= RECORD SET =
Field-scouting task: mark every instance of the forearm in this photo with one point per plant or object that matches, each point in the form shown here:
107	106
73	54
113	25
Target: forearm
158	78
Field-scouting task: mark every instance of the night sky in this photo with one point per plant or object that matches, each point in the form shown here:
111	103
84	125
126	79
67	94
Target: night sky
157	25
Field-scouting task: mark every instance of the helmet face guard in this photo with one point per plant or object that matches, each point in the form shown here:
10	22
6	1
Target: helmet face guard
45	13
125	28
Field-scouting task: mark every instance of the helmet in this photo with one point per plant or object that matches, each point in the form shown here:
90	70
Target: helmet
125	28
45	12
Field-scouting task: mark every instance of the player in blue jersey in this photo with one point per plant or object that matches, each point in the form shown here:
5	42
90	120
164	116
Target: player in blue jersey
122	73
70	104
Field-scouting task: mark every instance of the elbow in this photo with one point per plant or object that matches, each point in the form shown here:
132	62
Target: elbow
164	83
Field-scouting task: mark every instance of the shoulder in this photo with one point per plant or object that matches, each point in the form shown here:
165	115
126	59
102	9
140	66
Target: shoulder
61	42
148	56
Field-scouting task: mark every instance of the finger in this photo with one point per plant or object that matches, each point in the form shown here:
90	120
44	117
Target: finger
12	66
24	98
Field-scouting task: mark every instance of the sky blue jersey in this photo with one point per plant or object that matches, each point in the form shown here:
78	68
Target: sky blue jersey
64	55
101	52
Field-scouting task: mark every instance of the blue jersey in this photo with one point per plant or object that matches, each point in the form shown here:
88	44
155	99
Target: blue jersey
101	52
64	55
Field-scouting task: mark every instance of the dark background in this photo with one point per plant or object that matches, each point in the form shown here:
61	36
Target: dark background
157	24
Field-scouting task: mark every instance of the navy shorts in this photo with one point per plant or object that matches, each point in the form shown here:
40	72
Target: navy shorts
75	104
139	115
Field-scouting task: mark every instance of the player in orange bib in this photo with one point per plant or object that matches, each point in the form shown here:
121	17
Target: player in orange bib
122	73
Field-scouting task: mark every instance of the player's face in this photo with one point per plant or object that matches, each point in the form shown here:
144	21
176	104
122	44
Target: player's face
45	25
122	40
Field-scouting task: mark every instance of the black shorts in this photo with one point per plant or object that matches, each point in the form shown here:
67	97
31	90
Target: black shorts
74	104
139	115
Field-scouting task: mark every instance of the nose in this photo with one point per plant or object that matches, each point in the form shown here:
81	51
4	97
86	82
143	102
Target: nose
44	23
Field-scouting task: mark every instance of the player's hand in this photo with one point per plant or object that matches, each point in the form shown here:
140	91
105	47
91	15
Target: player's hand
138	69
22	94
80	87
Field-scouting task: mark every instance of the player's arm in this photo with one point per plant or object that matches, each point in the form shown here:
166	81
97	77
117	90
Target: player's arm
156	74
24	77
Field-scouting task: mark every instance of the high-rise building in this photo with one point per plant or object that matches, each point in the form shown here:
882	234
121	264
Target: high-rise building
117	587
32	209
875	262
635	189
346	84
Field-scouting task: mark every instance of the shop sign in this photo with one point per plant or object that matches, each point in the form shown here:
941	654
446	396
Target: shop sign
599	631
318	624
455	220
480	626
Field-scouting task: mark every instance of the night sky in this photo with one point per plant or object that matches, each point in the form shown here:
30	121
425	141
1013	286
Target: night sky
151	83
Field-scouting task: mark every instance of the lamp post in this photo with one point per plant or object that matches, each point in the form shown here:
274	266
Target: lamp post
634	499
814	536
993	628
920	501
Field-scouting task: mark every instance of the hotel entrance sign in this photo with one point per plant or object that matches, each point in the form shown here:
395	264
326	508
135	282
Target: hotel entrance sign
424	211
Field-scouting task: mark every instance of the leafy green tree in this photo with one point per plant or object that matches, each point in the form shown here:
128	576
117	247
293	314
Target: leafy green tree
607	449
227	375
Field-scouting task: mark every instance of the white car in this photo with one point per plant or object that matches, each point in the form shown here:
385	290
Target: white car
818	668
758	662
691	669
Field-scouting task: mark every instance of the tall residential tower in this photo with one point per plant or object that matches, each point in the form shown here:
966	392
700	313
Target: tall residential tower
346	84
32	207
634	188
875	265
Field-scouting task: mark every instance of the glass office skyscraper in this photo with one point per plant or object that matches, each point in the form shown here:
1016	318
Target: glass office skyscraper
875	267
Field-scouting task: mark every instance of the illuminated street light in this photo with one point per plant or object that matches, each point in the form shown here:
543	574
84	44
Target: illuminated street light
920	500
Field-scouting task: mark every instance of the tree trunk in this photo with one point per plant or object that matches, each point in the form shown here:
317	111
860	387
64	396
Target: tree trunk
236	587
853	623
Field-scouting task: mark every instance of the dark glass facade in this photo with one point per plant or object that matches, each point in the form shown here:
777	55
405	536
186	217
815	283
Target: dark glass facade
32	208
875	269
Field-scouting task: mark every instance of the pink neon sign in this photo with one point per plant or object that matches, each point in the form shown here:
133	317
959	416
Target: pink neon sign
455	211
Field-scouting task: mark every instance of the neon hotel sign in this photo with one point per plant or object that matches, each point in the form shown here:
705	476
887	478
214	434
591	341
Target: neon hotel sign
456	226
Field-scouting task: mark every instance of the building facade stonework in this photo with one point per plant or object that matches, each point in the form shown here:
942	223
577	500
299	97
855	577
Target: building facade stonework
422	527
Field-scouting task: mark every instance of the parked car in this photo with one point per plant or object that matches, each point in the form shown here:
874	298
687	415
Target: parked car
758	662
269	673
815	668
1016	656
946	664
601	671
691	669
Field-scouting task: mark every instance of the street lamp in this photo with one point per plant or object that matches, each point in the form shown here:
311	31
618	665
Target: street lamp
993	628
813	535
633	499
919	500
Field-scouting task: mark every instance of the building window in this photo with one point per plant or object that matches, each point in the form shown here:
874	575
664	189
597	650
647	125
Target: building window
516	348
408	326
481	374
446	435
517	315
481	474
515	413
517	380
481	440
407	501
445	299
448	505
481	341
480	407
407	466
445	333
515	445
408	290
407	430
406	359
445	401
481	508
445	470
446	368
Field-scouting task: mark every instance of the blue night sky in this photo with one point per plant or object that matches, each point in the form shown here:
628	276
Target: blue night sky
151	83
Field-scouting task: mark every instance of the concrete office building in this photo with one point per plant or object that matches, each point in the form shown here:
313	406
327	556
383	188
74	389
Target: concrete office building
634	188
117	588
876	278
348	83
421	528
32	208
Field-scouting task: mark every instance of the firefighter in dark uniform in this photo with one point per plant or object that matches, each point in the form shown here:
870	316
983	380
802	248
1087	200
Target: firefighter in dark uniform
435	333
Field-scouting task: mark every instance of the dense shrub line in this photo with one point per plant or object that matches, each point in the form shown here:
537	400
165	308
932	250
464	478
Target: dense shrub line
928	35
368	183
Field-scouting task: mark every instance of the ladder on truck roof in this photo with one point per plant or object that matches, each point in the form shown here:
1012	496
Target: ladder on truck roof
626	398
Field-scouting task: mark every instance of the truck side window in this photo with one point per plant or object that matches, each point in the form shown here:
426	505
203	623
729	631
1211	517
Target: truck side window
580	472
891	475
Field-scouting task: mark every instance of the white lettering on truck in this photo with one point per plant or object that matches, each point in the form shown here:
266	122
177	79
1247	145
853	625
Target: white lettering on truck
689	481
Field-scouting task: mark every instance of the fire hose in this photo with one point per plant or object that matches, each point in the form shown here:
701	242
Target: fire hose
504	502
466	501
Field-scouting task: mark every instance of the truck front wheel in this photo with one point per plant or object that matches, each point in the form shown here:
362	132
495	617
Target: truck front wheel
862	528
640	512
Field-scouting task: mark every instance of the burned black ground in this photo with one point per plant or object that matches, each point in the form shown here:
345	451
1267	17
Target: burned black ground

= EXERCISE OBJECTIVE =
Could you copy out the stretch of the records above, from the line containing "Field-scouting task: mark every instance of the burned" through the end of the records, keeping each line word for word and number for number?

= SOLUTION FOR THIS TASK =
Field-scouting task: mark every instance of the burned black ground in this photo with one point per plant or object that matches, each point in the form shown here:
345	451
1267	17
Target: burned black ground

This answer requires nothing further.